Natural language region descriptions
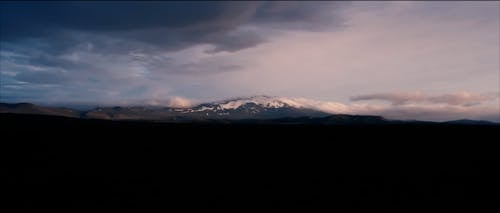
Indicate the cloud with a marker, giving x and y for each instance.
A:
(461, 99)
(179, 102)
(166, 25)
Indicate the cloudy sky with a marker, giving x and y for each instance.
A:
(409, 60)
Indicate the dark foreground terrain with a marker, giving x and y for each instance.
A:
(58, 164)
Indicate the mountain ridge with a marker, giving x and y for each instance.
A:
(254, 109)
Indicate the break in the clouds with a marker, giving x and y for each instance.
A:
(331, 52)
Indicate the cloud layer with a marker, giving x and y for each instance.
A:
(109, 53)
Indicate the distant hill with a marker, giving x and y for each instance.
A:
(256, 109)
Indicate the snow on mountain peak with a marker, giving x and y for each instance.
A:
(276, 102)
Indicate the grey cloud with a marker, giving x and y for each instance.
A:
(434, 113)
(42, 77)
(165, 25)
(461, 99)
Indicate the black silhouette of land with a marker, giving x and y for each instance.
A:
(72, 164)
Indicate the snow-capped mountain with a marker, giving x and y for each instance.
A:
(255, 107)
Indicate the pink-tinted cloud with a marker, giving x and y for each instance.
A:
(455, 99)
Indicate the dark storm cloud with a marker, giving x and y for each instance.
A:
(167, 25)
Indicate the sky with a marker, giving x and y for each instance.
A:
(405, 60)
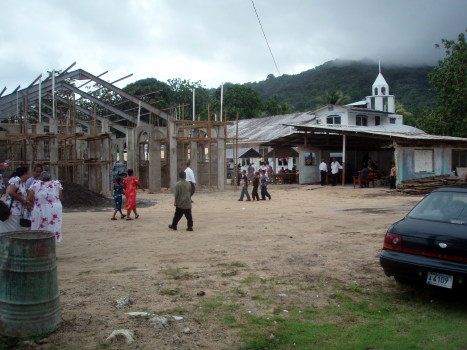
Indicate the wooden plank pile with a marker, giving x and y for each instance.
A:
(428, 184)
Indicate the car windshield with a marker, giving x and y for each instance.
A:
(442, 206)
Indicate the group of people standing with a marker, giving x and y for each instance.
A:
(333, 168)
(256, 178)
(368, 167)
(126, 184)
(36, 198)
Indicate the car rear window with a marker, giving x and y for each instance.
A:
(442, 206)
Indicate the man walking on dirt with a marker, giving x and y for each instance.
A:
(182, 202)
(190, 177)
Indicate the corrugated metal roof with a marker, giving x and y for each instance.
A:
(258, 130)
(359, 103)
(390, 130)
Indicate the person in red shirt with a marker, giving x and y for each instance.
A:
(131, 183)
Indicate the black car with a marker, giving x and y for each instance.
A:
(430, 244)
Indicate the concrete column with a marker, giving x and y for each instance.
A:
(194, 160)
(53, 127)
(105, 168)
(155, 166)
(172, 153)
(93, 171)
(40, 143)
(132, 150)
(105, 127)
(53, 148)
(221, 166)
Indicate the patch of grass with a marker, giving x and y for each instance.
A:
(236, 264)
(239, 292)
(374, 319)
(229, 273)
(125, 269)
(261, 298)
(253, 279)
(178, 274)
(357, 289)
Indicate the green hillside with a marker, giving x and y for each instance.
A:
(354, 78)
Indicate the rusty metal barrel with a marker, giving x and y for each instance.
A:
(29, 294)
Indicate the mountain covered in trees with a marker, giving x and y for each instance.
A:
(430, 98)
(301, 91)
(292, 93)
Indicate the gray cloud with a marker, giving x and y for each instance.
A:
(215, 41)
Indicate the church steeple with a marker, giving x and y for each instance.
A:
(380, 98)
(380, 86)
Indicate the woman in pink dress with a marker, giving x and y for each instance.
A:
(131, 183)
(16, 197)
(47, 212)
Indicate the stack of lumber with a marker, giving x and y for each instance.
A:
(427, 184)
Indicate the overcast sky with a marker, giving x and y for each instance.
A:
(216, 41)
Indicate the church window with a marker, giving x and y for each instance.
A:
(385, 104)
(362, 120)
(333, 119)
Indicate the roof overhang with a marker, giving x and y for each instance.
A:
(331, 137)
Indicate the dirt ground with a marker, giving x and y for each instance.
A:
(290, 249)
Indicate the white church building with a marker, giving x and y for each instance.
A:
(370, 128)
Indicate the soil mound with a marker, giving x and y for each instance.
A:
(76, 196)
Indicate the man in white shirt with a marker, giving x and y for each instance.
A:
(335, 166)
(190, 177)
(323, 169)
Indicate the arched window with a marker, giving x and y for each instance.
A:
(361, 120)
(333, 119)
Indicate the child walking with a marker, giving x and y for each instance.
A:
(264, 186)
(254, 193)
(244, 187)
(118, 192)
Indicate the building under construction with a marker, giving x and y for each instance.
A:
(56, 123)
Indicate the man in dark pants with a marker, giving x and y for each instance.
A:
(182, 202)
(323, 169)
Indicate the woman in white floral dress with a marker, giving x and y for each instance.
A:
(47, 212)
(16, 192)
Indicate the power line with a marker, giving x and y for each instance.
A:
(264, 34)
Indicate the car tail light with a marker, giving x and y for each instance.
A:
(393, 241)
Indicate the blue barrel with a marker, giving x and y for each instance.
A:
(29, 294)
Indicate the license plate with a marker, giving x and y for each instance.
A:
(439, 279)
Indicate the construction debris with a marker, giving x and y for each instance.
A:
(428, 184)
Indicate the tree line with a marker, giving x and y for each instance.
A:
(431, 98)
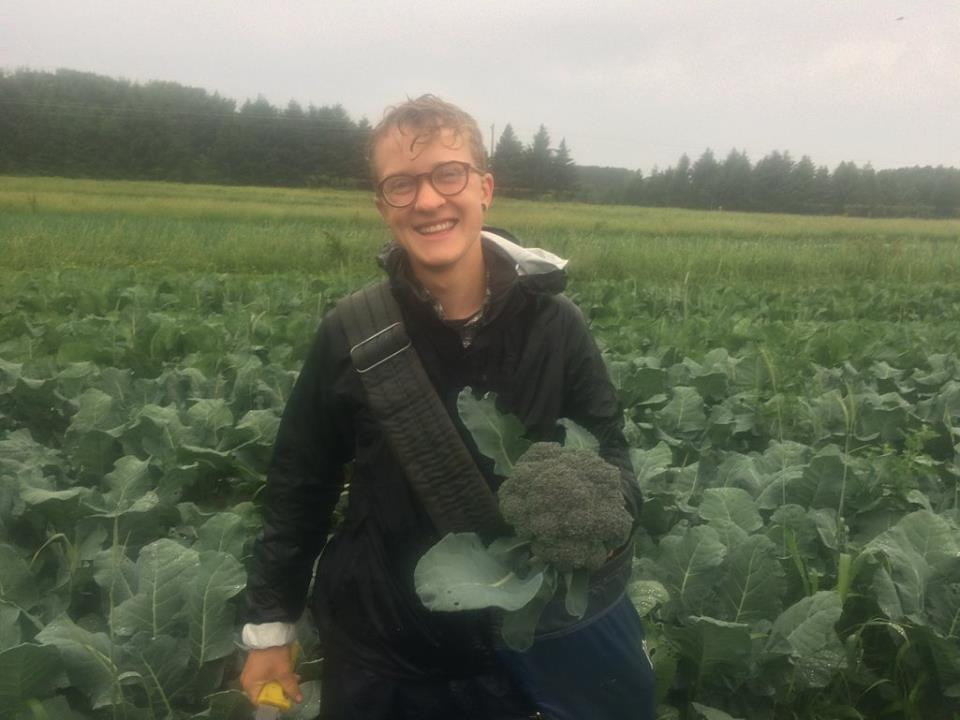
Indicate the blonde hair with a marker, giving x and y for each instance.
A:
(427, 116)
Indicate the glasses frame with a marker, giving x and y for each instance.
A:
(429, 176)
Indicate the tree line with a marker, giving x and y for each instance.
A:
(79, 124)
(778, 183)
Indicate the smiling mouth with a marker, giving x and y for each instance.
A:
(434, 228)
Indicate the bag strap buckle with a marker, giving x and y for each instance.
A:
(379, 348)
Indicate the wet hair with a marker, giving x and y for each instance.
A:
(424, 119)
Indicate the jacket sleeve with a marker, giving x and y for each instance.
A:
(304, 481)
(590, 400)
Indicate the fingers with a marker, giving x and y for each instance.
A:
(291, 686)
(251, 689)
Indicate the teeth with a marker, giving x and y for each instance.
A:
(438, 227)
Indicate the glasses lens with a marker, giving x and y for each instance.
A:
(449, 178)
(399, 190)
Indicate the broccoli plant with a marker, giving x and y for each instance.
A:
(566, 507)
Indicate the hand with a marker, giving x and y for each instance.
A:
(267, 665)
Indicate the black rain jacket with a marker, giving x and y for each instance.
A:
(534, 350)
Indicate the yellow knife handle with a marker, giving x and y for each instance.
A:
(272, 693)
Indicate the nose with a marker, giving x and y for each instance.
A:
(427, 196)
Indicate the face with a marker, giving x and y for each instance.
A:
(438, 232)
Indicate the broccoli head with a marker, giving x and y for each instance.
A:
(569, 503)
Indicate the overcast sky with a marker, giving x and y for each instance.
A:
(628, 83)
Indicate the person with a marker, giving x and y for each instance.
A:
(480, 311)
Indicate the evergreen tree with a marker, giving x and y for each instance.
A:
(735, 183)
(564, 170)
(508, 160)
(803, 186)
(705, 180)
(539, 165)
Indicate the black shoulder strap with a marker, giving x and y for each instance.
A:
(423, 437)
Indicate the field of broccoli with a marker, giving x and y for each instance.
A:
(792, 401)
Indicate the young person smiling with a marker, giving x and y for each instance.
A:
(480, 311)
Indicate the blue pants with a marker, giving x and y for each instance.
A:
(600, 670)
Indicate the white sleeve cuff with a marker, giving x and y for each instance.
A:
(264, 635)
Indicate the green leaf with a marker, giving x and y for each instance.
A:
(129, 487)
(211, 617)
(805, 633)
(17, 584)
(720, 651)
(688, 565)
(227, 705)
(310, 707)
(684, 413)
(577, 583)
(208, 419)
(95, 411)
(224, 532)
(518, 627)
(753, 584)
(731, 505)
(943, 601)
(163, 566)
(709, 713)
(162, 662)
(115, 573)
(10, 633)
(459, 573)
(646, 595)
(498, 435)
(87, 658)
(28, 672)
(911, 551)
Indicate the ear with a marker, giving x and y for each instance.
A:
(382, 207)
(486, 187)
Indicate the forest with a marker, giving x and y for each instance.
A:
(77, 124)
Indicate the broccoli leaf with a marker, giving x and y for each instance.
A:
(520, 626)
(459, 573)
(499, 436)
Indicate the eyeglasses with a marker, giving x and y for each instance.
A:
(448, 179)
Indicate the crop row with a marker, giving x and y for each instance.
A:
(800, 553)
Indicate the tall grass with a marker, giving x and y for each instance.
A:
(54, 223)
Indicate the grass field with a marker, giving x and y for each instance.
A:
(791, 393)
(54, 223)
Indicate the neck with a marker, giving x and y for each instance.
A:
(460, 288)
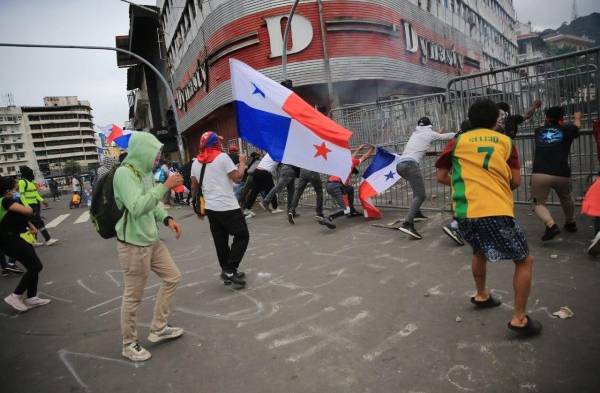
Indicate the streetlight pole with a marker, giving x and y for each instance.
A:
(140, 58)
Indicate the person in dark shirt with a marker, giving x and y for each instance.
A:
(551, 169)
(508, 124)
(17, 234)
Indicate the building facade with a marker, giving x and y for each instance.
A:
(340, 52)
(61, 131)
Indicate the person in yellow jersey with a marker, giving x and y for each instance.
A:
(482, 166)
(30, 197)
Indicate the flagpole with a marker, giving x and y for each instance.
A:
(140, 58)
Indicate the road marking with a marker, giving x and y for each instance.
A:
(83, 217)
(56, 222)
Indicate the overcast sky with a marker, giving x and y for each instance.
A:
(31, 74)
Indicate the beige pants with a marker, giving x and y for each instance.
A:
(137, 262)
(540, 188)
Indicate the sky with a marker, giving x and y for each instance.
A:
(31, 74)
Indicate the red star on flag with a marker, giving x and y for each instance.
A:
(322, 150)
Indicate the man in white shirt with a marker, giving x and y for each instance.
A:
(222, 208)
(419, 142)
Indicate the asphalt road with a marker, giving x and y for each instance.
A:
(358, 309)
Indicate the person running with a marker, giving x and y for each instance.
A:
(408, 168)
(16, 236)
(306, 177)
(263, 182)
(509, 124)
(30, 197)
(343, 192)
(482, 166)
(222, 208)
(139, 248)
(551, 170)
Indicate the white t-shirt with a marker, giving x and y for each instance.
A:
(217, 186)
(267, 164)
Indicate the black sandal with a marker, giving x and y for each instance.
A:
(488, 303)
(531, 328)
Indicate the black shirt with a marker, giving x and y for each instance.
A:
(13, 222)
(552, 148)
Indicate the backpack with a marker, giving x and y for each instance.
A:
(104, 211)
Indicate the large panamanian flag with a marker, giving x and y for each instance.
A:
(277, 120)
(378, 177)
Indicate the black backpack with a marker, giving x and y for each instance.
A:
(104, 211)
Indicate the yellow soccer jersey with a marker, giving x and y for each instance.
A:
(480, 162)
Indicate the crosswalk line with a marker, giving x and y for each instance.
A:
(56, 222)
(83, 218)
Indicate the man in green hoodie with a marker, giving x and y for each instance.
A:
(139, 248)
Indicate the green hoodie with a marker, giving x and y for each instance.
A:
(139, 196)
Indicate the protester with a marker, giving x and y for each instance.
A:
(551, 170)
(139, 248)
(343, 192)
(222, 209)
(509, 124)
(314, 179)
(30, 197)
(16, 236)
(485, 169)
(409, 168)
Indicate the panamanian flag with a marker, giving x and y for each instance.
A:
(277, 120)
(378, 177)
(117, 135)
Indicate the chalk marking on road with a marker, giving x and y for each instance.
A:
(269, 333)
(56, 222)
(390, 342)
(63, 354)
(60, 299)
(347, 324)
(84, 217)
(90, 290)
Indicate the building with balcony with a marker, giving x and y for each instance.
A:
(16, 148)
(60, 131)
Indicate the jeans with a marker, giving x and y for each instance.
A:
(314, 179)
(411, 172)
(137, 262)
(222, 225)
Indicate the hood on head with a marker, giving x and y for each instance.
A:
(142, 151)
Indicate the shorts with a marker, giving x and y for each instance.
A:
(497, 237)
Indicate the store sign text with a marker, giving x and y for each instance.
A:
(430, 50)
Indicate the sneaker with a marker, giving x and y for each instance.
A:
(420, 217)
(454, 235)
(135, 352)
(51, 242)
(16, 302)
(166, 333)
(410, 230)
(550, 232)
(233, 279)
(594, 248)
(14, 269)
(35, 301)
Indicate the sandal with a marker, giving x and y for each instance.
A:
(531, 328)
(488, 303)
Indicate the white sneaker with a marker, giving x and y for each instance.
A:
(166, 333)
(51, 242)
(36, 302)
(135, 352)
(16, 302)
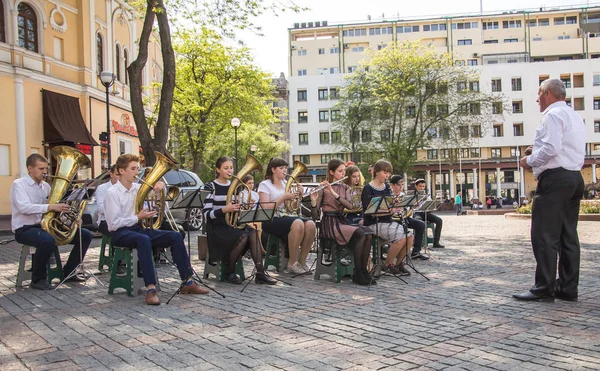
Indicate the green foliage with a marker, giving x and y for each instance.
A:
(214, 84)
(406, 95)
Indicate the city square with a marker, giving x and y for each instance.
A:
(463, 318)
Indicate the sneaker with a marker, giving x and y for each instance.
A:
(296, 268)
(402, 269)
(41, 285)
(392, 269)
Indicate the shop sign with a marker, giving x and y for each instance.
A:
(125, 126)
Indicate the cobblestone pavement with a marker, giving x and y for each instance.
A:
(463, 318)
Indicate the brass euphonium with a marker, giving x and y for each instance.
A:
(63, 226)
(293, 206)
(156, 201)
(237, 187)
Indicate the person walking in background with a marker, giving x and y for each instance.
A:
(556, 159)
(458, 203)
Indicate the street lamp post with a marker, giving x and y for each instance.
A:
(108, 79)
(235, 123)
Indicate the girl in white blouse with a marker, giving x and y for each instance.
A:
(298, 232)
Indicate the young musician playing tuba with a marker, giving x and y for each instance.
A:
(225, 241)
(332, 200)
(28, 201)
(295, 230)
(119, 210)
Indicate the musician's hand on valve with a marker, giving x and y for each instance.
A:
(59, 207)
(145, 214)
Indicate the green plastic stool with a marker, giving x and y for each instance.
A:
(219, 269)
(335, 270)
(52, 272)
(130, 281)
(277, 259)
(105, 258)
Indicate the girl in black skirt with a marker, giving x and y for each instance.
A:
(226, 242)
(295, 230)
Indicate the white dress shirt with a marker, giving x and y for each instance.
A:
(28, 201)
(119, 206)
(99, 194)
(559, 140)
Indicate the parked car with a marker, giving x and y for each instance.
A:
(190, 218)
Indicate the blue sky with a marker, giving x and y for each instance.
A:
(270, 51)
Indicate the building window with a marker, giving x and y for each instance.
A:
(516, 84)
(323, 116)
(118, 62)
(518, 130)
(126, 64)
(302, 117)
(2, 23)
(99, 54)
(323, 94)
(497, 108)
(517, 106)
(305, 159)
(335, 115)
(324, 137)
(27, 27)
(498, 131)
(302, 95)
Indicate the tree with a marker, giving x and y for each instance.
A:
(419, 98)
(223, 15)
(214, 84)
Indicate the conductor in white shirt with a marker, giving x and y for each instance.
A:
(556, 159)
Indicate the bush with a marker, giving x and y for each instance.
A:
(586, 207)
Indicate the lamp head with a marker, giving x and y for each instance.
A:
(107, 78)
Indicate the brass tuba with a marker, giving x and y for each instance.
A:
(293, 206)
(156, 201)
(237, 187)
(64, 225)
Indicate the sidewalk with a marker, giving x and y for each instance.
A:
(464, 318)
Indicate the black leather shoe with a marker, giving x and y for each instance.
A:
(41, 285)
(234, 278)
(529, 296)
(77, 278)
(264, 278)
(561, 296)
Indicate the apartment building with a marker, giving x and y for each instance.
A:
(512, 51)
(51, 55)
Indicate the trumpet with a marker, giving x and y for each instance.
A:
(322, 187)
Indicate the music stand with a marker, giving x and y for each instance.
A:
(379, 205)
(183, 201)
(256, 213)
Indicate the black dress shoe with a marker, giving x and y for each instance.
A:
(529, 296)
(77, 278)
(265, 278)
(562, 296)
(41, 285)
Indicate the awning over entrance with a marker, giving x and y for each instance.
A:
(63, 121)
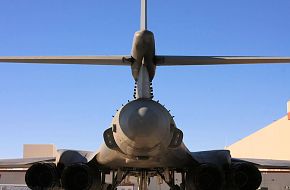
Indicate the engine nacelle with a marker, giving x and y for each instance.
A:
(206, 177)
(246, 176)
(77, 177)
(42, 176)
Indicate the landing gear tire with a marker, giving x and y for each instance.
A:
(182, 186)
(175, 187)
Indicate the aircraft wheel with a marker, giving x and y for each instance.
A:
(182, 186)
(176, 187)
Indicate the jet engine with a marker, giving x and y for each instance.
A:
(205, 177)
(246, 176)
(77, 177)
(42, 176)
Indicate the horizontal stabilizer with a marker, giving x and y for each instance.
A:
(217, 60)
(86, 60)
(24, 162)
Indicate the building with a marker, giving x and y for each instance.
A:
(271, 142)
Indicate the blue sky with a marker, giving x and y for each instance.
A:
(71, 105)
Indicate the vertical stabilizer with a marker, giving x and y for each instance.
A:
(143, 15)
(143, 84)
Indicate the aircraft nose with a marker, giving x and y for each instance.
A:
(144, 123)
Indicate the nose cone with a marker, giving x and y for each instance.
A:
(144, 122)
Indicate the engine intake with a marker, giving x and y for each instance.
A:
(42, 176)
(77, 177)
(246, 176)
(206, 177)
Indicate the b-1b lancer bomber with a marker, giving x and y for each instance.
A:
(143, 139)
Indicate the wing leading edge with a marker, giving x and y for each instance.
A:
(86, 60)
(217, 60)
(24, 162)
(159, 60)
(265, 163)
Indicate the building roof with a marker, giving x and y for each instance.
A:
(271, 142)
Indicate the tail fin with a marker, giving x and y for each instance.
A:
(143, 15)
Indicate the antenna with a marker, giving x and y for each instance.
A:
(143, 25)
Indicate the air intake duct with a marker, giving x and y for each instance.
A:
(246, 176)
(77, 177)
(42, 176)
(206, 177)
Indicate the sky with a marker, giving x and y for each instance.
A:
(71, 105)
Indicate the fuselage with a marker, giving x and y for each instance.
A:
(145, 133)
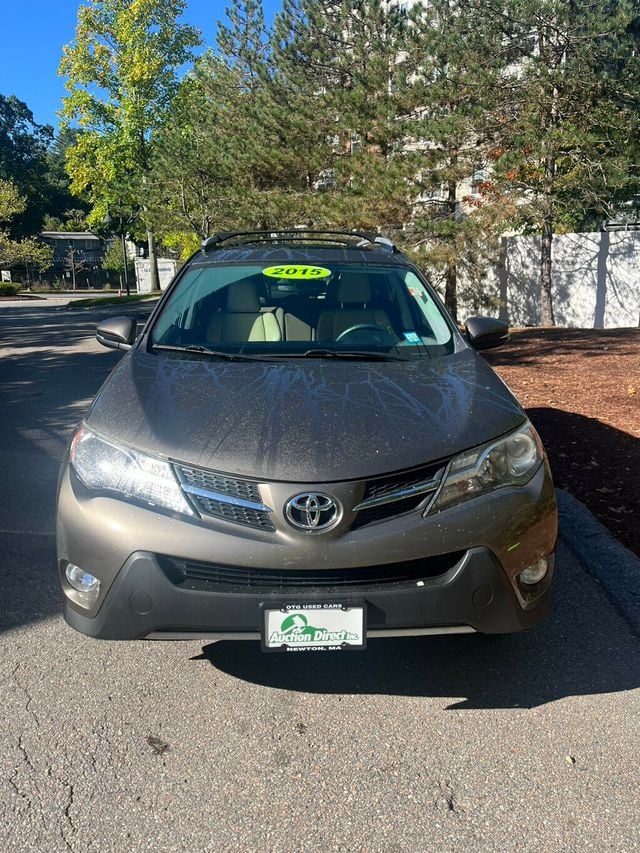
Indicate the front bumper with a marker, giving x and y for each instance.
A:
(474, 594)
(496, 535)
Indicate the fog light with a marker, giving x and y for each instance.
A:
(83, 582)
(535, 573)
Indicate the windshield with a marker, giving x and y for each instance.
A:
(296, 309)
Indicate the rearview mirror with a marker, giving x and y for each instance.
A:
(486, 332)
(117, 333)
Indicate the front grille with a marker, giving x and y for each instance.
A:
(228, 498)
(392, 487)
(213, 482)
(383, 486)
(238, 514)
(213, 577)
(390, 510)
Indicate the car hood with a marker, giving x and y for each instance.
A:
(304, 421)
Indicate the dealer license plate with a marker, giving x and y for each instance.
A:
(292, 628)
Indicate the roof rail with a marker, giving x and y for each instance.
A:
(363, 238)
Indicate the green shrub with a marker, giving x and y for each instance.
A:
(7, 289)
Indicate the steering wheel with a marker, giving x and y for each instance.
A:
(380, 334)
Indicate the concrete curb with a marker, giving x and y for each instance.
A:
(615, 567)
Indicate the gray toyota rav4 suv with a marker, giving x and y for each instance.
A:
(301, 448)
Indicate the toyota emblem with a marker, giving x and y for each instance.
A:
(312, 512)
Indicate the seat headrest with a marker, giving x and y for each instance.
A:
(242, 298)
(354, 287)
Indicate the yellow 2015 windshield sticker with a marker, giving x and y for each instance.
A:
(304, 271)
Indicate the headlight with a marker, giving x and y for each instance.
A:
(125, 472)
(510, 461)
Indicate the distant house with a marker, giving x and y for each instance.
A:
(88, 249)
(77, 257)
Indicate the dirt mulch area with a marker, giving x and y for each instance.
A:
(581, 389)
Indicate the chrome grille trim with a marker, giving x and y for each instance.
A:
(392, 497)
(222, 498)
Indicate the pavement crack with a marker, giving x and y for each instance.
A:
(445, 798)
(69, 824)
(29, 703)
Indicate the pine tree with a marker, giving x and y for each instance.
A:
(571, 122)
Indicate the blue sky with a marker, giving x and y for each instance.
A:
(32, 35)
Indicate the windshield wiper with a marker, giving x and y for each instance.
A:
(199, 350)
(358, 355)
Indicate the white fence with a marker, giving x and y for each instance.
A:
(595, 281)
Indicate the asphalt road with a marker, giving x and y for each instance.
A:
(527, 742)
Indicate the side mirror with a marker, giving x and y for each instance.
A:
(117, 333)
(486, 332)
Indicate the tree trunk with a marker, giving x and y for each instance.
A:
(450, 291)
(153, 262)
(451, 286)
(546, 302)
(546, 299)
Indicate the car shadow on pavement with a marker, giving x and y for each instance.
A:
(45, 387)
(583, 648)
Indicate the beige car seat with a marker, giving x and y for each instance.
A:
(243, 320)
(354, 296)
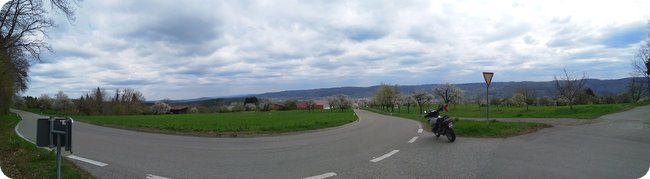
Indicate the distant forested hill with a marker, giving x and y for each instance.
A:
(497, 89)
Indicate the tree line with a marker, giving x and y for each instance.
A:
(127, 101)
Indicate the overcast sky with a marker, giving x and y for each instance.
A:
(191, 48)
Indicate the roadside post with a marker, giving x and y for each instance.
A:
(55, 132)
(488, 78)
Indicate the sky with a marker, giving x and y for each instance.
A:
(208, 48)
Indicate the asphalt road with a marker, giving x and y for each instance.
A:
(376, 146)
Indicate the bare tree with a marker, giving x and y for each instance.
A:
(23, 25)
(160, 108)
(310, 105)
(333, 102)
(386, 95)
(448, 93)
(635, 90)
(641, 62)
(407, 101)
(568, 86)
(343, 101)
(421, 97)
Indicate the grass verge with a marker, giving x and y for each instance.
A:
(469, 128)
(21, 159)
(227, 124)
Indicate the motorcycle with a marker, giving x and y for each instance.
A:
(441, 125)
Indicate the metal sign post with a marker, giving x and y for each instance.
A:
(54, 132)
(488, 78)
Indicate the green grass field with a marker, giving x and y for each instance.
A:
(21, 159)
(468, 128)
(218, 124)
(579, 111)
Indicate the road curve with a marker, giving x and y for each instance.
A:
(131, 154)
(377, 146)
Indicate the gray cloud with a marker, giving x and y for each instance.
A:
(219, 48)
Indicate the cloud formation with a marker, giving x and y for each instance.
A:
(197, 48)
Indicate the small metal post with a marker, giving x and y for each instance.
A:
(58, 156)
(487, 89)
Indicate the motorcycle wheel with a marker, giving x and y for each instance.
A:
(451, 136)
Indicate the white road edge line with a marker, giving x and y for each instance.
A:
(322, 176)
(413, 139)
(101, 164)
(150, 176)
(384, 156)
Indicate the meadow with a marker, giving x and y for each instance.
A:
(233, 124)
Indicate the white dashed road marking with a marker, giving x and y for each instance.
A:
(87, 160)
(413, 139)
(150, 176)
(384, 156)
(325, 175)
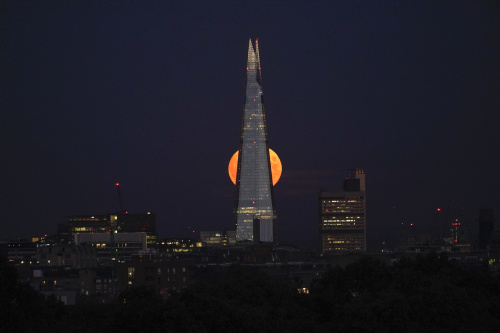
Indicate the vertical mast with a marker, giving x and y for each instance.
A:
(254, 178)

■ Task to complete
Filter the records above and return every line that holds the word "toyota".

■ Output for this task
Indicate the gray toyota rav4 suv with a marker, giving x and y for each instance.
Indicate the toyota emblem with a marker, giving x and y for each instance.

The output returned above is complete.